### Records for the exercise
* Start *

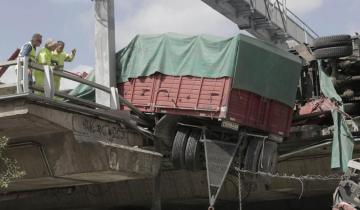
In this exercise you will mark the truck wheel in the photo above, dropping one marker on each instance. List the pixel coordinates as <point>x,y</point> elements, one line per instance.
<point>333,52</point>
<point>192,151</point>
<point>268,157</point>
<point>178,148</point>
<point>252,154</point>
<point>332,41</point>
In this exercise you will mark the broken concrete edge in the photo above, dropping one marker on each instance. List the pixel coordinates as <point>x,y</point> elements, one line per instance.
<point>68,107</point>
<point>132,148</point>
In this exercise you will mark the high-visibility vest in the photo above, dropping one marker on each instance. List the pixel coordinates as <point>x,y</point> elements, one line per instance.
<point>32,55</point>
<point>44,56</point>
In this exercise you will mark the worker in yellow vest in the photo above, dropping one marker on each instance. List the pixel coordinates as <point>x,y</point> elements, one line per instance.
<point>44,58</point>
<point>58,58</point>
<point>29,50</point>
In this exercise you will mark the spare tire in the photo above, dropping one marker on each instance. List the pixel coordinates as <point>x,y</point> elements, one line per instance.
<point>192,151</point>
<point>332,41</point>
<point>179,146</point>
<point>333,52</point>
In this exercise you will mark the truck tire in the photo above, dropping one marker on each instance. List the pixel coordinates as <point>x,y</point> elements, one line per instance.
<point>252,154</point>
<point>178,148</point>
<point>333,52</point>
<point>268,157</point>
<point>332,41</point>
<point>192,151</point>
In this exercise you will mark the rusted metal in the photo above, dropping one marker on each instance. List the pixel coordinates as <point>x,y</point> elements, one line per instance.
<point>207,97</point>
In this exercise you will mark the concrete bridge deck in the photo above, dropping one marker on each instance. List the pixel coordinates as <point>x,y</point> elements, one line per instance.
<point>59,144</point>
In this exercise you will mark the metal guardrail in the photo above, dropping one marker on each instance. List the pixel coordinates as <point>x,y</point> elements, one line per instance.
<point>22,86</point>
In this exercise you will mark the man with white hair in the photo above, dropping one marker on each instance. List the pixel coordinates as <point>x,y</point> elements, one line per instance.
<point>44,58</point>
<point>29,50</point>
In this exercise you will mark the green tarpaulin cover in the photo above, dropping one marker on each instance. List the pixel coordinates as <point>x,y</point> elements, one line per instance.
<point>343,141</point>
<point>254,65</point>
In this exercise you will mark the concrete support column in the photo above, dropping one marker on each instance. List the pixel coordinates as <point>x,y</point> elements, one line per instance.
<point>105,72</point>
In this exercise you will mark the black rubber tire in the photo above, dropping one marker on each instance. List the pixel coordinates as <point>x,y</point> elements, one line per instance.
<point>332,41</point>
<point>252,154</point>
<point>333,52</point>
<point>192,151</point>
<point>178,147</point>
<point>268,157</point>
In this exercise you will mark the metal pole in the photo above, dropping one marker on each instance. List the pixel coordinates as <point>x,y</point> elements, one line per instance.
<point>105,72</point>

* End *
* Start *

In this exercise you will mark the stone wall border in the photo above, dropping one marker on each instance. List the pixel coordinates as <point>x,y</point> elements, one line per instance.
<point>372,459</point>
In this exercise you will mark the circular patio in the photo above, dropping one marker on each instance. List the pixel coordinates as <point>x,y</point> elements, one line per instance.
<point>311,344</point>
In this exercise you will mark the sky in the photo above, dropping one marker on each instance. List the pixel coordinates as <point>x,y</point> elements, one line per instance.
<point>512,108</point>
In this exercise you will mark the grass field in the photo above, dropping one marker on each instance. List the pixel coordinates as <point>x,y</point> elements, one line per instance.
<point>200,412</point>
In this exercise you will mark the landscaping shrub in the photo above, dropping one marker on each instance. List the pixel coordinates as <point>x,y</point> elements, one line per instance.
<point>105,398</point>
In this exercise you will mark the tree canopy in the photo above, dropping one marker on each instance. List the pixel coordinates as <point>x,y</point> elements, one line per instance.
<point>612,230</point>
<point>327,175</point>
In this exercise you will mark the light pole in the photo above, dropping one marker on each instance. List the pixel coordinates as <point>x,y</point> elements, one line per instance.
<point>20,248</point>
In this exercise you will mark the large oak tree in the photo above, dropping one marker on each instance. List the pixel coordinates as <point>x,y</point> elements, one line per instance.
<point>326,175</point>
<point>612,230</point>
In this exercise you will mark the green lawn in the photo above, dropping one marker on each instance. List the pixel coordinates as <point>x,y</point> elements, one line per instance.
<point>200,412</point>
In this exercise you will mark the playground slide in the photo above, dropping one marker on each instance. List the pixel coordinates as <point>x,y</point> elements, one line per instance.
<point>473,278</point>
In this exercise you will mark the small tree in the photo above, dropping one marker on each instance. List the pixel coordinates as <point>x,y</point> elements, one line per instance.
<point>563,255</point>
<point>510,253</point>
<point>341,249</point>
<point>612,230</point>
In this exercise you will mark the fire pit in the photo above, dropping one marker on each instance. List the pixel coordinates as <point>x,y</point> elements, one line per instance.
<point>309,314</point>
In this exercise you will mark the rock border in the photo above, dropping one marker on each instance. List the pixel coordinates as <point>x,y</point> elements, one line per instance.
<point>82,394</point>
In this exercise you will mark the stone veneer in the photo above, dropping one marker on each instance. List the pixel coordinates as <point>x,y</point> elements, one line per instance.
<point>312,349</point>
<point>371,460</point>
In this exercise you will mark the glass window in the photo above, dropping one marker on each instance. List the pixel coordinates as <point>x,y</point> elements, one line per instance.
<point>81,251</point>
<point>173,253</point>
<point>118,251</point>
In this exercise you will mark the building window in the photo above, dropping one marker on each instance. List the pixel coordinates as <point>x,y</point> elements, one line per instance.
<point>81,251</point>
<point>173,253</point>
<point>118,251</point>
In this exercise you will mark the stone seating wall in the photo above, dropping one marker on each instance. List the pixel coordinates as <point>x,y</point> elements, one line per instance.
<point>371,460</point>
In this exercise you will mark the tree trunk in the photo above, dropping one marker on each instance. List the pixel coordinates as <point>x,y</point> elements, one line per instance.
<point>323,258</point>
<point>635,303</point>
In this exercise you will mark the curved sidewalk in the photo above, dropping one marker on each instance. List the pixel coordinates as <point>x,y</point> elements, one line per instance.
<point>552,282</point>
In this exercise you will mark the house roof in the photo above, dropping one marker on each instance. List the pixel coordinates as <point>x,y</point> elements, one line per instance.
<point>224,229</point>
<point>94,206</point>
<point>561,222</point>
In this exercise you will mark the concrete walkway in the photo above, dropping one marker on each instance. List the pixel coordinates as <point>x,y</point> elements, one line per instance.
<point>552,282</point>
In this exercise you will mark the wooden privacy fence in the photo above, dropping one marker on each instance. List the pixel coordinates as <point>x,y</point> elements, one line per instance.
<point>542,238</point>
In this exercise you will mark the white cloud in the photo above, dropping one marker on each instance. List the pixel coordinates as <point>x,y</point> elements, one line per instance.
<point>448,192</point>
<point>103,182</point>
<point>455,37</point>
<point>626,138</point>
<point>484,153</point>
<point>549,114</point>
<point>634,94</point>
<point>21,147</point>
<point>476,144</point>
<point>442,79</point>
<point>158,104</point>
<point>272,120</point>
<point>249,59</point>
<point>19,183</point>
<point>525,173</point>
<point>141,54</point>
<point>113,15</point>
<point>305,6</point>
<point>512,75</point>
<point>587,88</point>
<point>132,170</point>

* End *
* Start *

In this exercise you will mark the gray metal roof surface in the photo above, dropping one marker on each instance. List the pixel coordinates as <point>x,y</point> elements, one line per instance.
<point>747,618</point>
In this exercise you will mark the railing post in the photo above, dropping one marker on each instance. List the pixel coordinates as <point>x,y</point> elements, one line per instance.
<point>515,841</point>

* End *

### Goal of the exercise
Turn the lines from the one containing "In this exercise you will mark the truck wheel" through the one containing "<point>44,56</point>", both included, into a Markdown table with the columns No. and Line. Number each line in order and leave out any blank lines.

### Task response
| No. | Line |
|---|---|
| 1 | In this exercise you will mark the truck wheel in the photo above, dropping one marker on each instance. List the pixel coordinates as <point>x,y</point> elements, one line per instance. |
| 2 | <point>333,52</point> |
| 3 | <point>192,151</point> |
| 4 | <point>268,157</point> |
| 5 | <point>178,148</point> |
| 6 | <point>252,154</point> |
| 7 | <point>332,41</point> |
| 8 | In this exercise you will mark the broken concrete edge in the photo above, dropping one marker on each instance. List the pixel coordinates as <point>x,y</point> elements, one line per instance. |
| 9 | <point>68,107</point> |
| 10 | <point>132,148</point> |
| 11 | In this exercise you will mark the high-visibility vest in the photo above, dropping one marker on each instance. List the pixel coordinates as <point>x,y</point> elements, one line per instance. |
| 12 | <point>32,55</point> |
| 13 | <point>44,56</point> |